Quote the entries that follow exactly, leaving none out.

── DATA SHOWN ──

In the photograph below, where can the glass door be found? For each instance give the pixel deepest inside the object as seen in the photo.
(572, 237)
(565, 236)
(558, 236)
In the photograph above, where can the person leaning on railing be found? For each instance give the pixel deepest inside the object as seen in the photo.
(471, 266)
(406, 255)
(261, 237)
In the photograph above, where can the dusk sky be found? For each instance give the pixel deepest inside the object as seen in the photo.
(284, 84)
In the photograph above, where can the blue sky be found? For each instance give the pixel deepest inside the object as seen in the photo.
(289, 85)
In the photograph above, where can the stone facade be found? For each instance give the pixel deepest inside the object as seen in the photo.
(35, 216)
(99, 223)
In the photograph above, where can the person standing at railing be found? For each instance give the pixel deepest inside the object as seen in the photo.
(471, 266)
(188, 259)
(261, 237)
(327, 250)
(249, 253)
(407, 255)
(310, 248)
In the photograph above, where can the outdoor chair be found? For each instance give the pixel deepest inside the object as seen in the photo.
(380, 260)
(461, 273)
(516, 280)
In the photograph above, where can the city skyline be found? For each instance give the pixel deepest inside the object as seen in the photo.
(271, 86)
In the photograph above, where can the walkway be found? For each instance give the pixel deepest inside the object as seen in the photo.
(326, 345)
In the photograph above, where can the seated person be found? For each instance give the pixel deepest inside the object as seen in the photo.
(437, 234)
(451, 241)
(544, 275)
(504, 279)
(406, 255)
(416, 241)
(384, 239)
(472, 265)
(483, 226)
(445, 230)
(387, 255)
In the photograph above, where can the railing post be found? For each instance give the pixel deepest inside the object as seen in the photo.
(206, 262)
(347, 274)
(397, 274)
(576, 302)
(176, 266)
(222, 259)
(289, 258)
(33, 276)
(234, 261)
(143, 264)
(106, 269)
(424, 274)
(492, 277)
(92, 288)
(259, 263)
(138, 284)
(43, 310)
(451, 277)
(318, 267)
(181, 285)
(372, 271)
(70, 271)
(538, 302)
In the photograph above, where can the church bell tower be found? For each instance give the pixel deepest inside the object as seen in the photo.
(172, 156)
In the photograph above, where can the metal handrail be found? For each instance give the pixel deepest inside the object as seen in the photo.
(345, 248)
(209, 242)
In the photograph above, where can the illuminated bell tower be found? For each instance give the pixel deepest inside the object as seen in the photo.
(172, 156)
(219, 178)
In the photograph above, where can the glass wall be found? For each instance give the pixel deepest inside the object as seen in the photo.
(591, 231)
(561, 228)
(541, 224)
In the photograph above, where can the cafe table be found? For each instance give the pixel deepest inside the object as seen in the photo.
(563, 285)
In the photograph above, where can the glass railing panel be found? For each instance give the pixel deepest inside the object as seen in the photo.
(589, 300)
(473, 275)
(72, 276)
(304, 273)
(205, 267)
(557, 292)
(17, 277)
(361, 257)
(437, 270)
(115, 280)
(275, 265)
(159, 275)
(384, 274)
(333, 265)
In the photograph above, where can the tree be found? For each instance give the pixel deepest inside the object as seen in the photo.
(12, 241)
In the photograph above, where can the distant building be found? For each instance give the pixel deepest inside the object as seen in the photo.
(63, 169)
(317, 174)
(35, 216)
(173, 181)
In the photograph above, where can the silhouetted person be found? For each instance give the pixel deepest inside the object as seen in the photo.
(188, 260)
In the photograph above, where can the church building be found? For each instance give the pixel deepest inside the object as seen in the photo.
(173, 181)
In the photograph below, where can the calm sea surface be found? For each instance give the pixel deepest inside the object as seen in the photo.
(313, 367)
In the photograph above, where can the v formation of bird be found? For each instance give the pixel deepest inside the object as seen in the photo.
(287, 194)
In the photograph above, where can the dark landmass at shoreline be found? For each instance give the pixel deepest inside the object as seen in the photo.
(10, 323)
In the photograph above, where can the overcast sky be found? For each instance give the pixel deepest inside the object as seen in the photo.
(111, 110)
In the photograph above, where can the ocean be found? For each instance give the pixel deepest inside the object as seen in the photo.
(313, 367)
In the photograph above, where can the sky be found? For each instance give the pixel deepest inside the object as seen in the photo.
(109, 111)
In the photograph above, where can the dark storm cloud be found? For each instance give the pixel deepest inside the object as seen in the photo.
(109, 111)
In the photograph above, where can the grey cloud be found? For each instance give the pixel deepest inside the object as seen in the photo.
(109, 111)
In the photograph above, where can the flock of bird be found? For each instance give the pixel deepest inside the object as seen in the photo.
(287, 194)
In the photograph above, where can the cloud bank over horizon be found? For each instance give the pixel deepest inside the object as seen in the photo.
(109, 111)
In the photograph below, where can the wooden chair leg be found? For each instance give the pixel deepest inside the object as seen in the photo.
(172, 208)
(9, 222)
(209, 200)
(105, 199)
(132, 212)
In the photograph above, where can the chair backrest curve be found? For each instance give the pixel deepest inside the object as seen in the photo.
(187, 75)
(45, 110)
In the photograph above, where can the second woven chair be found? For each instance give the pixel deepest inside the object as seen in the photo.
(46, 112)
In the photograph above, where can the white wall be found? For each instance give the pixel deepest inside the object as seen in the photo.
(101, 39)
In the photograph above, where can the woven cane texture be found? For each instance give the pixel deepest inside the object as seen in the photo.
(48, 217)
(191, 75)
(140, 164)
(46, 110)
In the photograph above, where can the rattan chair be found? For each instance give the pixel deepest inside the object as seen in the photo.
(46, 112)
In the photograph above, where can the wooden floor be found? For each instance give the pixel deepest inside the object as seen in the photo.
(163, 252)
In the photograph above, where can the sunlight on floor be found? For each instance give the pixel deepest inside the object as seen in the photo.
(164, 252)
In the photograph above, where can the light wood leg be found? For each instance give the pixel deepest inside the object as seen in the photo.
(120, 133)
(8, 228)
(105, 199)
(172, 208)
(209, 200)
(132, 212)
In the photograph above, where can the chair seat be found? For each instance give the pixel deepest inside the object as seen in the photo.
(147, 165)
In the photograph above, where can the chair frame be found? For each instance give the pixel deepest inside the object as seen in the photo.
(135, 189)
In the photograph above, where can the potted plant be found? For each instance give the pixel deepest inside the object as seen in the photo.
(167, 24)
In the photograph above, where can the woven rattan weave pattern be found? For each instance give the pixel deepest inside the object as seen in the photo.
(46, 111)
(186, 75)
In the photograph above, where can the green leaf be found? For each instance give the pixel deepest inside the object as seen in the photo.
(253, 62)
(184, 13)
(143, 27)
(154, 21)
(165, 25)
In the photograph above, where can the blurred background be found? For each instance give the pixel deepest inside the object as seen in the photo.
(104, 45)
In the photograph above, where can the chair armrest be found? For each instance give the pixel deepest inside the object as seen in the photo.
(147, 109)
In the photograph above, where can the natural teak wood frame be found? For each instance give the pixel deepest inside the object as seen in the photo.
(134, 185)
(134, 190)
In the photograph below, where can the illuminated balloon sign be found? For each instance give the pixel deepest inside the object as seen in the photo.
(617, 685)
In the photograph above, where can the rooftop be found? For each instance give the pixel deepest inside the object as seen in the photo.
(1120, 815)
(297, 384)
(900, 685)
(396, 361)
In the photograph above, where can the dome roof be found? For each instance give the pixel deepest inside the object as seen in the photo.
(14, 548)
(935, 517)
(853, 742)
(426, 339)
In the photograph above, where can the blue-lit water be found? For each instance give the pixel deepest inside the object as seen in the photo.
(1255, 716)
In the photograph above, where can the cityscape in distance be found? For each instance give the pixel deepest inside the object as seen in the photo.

───

*TASK OUTPUT*.
In the photograph below, where can the glass door be found? For each instance give the pixel deepest inside the object as seen in the photo.
(572, 237)
(565, 236)
(558, 236)
In the photograph above, where can the person leaning on railing be found? For each instance give the pixel deepest inside the object as seen in the photo.
(471, 266)
(406, 255)
(261, 237)
In the photograph above, where can the dusk sky be found? For each instance give the pixel deepest inside the object as seen in the photo.
(284, 84)
In the photograph above, where can the blue sky be found? For each instance give the pixel deepest inside the object as seen in the photo.
(289, 85)
In the photograph above, where can the stone facade be found? For each instance give the pixel deepest inside the object as seen in the photo.
(35, 216)
(99, 223)
In the photograph above, where can the person standing at railing be found? For each instance give the pixel deepest inside the object as seen in the photo.
(471, 266)
(188, 259)
(261, 237)
(327, 250)
(249, 253)
(407, 255)
(310, 248)
In the photograph above, where can the outdoor chair be found? For each instance give the pixel deepest inside the object as seen in the photo.
(380, 260)
(461, 273)
(516, 280)
In the photograph above, where can the city skyline be found? For each instance give the pixel deepest inside the object as seen in the photo.
(271, 86)
In the photograph above, where can the walkway be found? For each instance give the pixel deepest inside the object as seen in the photo.
(326, 345)
In the photograph above, where can the seated person be found? For each instance give the pixel deepest inside the object as seen in the photo.
(437, 234)
(451, 241)
(544, 275)
(504, 279)
(406, 255)
(416, 241)
(384, 239)
(472, 265)
(483, 226)
(445, 230)
(387, 255)
In the photograph above, where can the railing post be found? For each instance give the pixel deepest inside the object as seen in the photo.
(206, 262)
(347, 274)
(397, 274)
(576, 302)
(176, 266)
(222, 259)
(289, 258)
(33, 276)
(234, 261)
(143, 264)
(106, 269)
(424, 274)
(492, 277)
(92, 288)
(259, 263)
(138, 284)
(43, 310)
(451, 277)
(318, 267)
(181, 285)
(372, 271)
(70, 271)
(538, 302)
In the photograph above, where can the church bell tower be found? For each instance give the pixel deepest inside the object as seen in the photo.
(172, 156)
In the photograph above, where can the metal handrail be found? For each instance give the pixel deepest inside the object as seen in the photo.
(345, 248)
(209, 242)
In the photograph above, where can the illuminated bell tower be found? For each instance give the pixel deepest inside the object as seen in the photo.
(172, 156)
(219, 178)
In the photograph above, where can the glass wall be found? For each instance give the pixel deepest inside the object as seen in the photo.
(591, 231)
(561, 228)
(541, 224)
In the photograph above, where can the cafe table be found? For each instance give the pixel deepest inside the object as seen in the photo.
(563, 285)
In the photograph above, where can the glass railing panel be found? For each instance give the pixel deepest inside the object as seen in the photo.
(589, 300)
(473, 275)
(72, 276)
(304, 273)
(205, 267)
(557, 292)
(17, 277)
(361, 257)
(437, 270)
(115, 280)
(275, 265)
(159, 275)
(384, 274)
(333, 265)
In the photograph above, where can the tree be found? For each instance give the pixel deepest inside the object as seen in the photo.
(12, 241)
In the photograph above, where can the distant building be found? For each instance give the pixel deepest inside the object as seen in the photo.
(63, 169)
(317, 174)
(35, 216)
(173, 181)
In the photograph above, where can the silhouetted person be found? For each instance give the pixel deepest inside the object as seen in the photo.
(188, 260)
In the photograph above, where can the church building be found? For each instance give the pixel deepest inside the object as seen in the photo.
(173, 181)
In the photograph below, where can the calm sea surface be found? For each instance give the pixel deepest inside the object as seen in the photo.
(313, 367)
In the photograph above, where can the v formation of bird be found? For each instance give the pixel deepest inside the object as seen in the photo.
(287, 194)
In the photograph above, where can the dark landmass at shoreline be found? For each instance give the pixel deepest inside the object as seen in the photo.
(10, 323)
In the photograph above, where can the overcast sky be found? For each instance give the pixel deepest inside the object as seen in the photo.
(111, 110)
In the photograph above, where can the ocean be found? For each instance give the pixel deepest inside the object as seen in the photo.
(313, 367)
In the photograph above, where can the sky be found? For each instance give the pixel deepest inside the object as seen in the photo.
(109, 111)
In the photograph above, where can the dark storm cloud be found? For each instance give the pixel deepest inside the object as seen in the photo.
(109, 111)
In the photograph above, where can the grey cloud be found? For each instance give the pixel deepest inside the object as seen in the photo.
(109, 111)
In the photograph above, where can the flock of bird be found? For each instance give the pixel deepest inside the object as seen in the photo.
(287, 194)
In the photograph above, where can the cloud bank over horizon be found? For each instance give the pixel deepest inside the object as seen in the photo.
(109, 111)
In the photograph below, where can the wooden chair leg be found? For each instance give the pixel deepest inside the object as seen in the photo.
(172, 208)
(9, 222)
(209, 200)
(105, 199)
(132, 212)
In the photograph above, where can the chair backrest curve be found? For each instance give the pixel deepest inside the object as seen in the photo.
(187, 75)
(45, 110)
In the photograph above, where can the second woven chair be found? For each instance give the pixel deepest inside the object as seen in the photo.
(46, 112)
In the photograph above, where can the white wall be found? For each instance give the pixel deepest inside the object as seen in the photo.
(101, 39)
In the photograph above, where can the woven cane texture be found? For each instance give the pixel deepest inside the object as seen in the photo.
(48, 217)
(191, 75)
(140, 164)
(46, 110)
In the photograph above, where can the rattan chair be found? For each instance give the pixel deepest inside the object as seen in the photo.
(46, 112)
In the photograph above, where can the wooden floor be found? For each instance give the pixel deepest inside the object as seen in the photo.
(163, 252)
In the photograph above, where can the sunlight on floor be found? For each instance give the pixel deepest inside the object as seen in the photo.
(164, 252)
In the photograph above, where can the light wood leg be found? For each instance give the pixel deepest inside the object as seen in the photo.
(120, 133)
(8, 228)
(105, 199)
(172, 208)
(209, 200)
(132, 212)
In the photograph above, where can the chair seat be found? For each instance give the pixel deepest inside the object as seen in the photo.
(147, 165)
In the photograph above, where can the chair frame be found? For each instance give the pixel deepest inside the object as seen in the photo.
(135, 189)
In the photograph above, where can the potted plant be found? For each instance give the pixel deepest inside the object as seen in the photo.
(167, 24)
In the photograph above, where can the woven rattan weave pattern be found? For each instance give the pixel deepest inside the object as seen in the photo.
(46, 111)
(186, 75)
In the photograph above, where can the green leaf be found? For each instance give the pixel deepest inside the object as seen in the photo.
(253, 62)
(184, 13)
(143, 27)
(154, 21)
(165, 25)
In the photograph above, where can the blurred background be found? For each instance give the pixel deepest inside the object as seen in the photo.
(104, 45)
In the photograph above, where can the chair armrest be found? For each instance give the pixel deepest inside the object as seen in the photo.
(147, 109)
In the photograph above, where can the natural teak wood frame be found? For each instance give the pixel deepest inside the object as seen in the photo.
(134, 185)
(134, 190)
In the photograph below, where can the illuminated balloon sign be found? For each instance give the pixel deepest inside the object as seen in the photo.
(617, 685)
In the photograph above, where can the rooftop be found? For each instance give the pixel deepest inside the object as seen in the photo.
(1120, 815)
(297, 384)
(900, 685)
(396, 361)
In the photograph above, where can the dome roof be found? For each instance give the pixel deepest inside the object as seen in the photo.
(14, 548)
(935, 517)
(853, 742)
(426, 339)
In the photograph above, where can the blue-lit water be found? For each instance give the pixel deepest inside the object as seen in the photo.
(1255, 716)
In the photograph above, where can the cityscape in distance be found? For each instance give the pixel deepest inside the object as seen in the photo.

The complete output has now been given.